** START OF RECORDS TO USE **

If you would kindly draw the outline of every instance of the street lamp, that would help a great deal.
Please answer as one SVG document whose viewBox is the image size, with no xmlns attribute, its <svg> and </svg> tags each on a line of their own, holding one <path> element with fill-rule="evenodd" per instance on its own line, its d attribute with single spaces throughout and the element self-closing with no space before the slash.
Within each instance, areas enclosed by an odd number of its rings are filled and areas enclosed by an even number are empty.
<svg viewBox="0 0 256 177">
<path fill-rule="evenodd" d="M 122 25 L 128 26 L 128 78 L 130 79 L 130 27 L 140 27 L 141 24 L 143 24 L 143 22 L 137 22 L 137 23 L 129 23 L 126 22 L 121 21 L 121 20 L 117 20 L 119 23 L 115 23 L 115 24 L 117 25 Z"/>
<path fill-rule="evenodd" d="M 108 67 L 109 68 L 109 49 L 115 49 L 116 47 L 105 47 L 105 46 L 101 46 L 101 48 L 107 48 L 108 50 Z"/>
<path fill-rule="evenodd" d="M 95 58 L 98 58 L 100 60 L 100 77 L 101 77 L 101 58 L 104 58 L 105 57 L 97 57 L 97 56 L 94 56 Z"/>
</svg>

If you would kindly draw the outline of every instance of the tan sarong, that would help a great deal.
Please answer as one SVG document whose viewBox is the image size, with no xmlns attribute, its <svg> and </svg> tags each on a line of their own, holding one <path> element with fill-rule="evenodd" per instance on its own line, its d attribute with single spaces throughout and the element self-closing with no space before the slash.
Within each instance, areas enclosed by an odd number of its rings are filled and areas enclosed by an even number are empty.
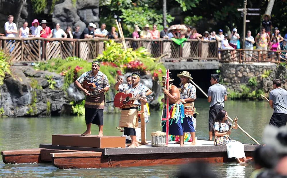
<svg viewBox="0 0 287 178">
<path fill-rule="evenodd" d="M 119 124 L 120 127 L 137 128 L 137 110 L 122 110 Z"/>
</svg>

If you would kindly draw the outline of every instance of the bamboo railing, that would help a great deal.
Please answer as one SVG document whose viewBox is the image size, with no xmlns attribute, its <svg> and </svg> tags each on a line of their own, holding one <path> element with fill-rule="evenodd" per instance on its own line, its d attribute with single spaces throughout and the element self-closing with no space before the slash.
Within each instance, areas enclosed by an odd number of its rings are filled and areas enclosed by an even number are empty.
<svg viewBox="0 0 287 178">
<path fill-rule="evenodd" d="M 125 38 L 128 48 L 143 46 L 153 57 L 164 56 L 164 62 L 218 59 L 217 42 L 188 39 L 179 45 L 170 39 Z M 0 37 L 0 49 L 7 52 L 14 62 L 46 61 L 55 58 L 75 56 L 84 60 L 96 58 L 104 50 L 105 38 L 85 39 L 26 38 Z M 120 42 L 119 39 L 112 39 Z"/>
</svg>

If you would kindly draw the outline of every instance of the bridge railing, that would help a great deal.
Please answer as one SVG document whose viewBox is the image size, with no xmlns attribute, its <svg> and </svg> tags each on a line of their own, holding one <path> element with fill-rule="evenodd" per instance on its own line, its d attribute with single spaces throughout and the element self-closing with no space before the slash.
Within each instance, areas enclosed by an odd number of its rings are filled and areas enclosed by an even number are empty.
<svg viewBox="0 0 287 178">
<path fill-rule="evenodd" d="M 238 49 L 220 50 L 219 52 L 220 61 L 222 62 L 238 61 L 279 63 L 281 62 L 287 61 L 287 51 Z"/>
<path fill-rule="evenodd" d="M 96 58 L 104 50 L 105 38 L 70 39 L 0 37 L 0 49 L 9 52 L 14 62 L 48 60 L 76 56 L 84 60 Z M 218 59 L 216 40 L 203 41 L 188 39 L 179 45 L 170 39 L 133 39 L 126 38 L 128 48 L 134 50 L 143 46 L 155 58 L 166 62 L 210 60 Z M 112 39 L 121 42 L 119 39 Z"/>
</svg>

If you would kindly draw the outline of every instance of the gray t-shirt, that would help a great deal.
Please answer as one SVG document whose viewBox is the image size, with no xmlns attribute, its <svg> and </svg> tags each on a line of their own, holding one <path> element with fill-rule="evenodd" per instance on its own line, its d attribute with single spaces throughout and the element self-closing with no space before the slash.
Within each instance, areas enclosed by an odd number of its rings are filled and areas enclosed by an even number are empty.
<svg viewBox="0 0 287 178">
<path fill-rule="evenodd" d="M 281 88 L 272 90 L 269 94 L 269 99 L 273 100 L 274 113 L 287 114 L 287 91 Z"/>
<path fill-rule="evenodd" d="M 227 94 L 225 87 L 219 83 L 213 85 L 208 88 L 207 96 L 211 96 L 210 107 L 214 105 L 224 107 L 224 96 Z"/>
</svg>

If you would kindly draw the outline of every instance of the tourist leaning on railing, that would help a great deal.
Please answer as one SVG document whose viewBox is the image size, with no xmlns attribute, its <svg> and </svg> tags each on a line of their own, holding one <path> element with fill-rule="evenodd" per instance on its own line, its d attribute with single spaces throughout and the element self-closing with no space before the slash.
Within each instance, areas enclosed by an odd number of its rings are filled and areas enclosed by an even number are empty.
<svg viewBox="0 0 287 178">
<path fill-rule="evenodd" d="M 229 131 L 231 126 L 237 129 L 237 119 L 234 119 L 234 125 L 227 120 L 228 115 L 226 111 L 222 110 L 217 114 L 214 121 L 212 134 L 215 137 L 214 143 L 216 145 L 226 145 L 227 148 L 227 157 L 234 157 L 238 163 L 248 163 L 252 158 L 247 159 L 244 153 L 244 146 L 240 142 L 233 140 L 229 137 L 231 132 Z M 243 162 L 239 159 L 242 158 Z"/>
</svg>

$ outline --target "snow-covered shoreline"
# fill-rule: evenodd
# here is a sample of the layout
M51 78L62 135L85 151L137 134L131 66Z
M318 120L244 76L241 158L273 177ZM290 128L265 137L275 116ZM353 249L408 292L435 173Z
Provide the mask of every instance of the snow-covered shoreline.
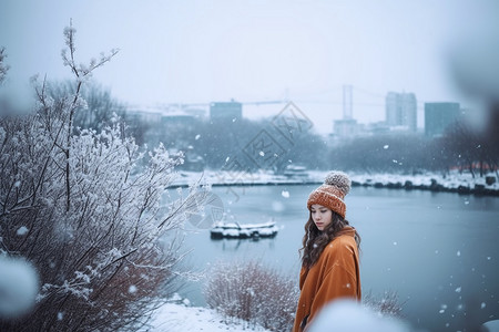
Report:
M203 173L181 172L172 187L186 187L193 183L206 183L211 186L266 186L266 185L303 185L323 183L327 172L310 170L299 177L286 177L275 175L269 172L258 173L235 173L214 172ZM451 172L442 176L436 173L425 173L417 175L400 174L350 174L352 185L394 188L394 189L419 189L431 191L449 191L459 194L476 194L499 196L499 181L495 174L485 177L469 173L459 174ZM487 180L488 179L488 180Z

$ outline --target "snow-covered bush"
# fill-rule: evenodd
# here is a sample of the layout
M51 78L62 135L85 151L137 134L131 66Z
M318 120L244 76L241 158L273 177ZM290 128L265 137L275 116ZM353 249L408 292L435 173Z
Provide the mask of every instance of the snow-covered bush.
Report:
M0 255L40 278L32 310L0 317L0 331L133 331L173 292L181 241L164 239L196 208L195 188L165 206L181 156L141 151L118 120L73 127L81 85L116 51L77 65L74 29L64 37L74 93L54 102L35 82L34 112L0 117Z
M363 295L363 305L383 317L403 318L404 303L400 303L395 291L386 291L379 297L367 292Z
M208 273L206 303L227 320L241 319L271 331L293 328L295 280L257 261L217 263Z

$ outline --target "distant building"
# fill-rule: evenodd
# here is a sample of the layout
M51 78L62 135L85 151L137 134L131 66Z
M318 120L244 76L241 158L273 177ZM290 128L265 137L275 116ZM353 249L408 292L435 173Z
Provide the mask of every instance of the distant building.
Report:
M425 103L425 135L441 136L460 114L459 103Z
M335 120L334 133L338 138L354 137L359 133L359 125L354 118Z
M417 101L414 93L388 92L385 98L386 123L390 127L417 131Z
M243 117L243 104L235 101L227 103L211 103L210 120L212 122L238 121Z

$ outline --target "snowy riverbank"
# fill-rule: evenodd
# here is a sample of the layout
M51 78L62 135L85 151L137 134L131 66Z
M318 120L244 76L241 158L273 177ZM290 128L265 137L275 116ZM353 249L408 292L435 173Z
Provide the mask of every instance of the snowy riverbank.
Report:
M173 301L162 305L155 312L151 322L150 332L171 332L171 331L233 331L233 332L266 332L261 326L248 325L234 319L227 322L223 315L213 309L202 307L190 307L187 300ZM144 330L145 331L145 330Z
M184 187L200 180L212 186L320 184L326 174L327 172L310 170L299 176L286 177L284 175L275 175L271 172L181 172L173 186ZM489 174L485 177L477 175L475 178L469 173L459 174L458 172L452 172L446 176L436 173L417 175L352 173L349 175L353 186L499 196L499 181L495 174Z

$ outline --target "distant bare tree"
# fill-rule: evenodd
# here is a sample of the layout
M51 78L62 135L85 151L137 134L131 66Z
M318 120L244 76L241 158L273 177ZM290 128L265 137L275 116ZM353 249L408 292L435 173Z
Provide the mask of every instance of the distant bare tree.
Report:
M0 255L31 262L41 284L33 310L0 318L1 331L140 329L173 291L175 230L197 208L189 194L162 203L181 156L141 151L118 118L73 131L82 84L116 54L77 65L74 33L62 54L72 93L54 100L37 83L35 113L0 117Z
M9 71L9 66L6 64L6 48L0 48L0 84L3 83Z

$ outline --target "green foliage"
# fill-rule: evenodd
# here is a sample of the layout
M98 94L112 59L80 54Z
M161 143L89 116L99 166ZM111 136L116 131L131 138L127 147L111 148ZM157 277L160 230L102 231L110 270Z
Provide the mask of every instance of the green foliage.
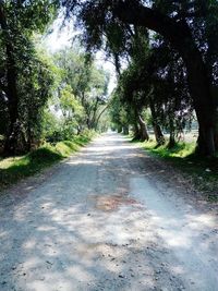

** END OF RECORDS TO USE **

## TASK TO COMPLETE
Copy out the data word for word, starting at its first line and ending at the line that contains "108 67 L 109", with both of those lines included.

## SOLUTION FOR THIS TASK
If you would kindly draw the outline of every instance of the street lamp, that would help a great deal.
Please answer as one SVG document whose viewBox is the image size, with no xmlns attribute, its <svg> and </svg> tags each on a line of their own, holding one <path> element with fill-rule="evenodd" per instance on its own line, its d attribute with single spaces throughout and the element self-closing with no space before the slash.
Within each instance, areas enclosed by an odd number of its rings are filled and areas enclosed by an even number are empty.
<svg viewBox="0 0 256 177">
<path fill-rule="evenodd" d="M 122 25 L 128 26 L 128 78 L 130 79 L 130 27 L 140 27 L 141 24 L 143 24 L 143 22 L 137 22 L 137 23 L 129 23 L 126 22 L 121 21 L 121 20 L 117 20 L 119 23 L 115 23 L 115 24 L 117 25 Z"/>
<path fill-rule="evenodd" d="M 108 67 L 109 68 L 109 49 L 115 49 L 116 47 L 105 47 L 105 46 L 101 46 L 101 48 L 107 48 L 108 50 Z"/>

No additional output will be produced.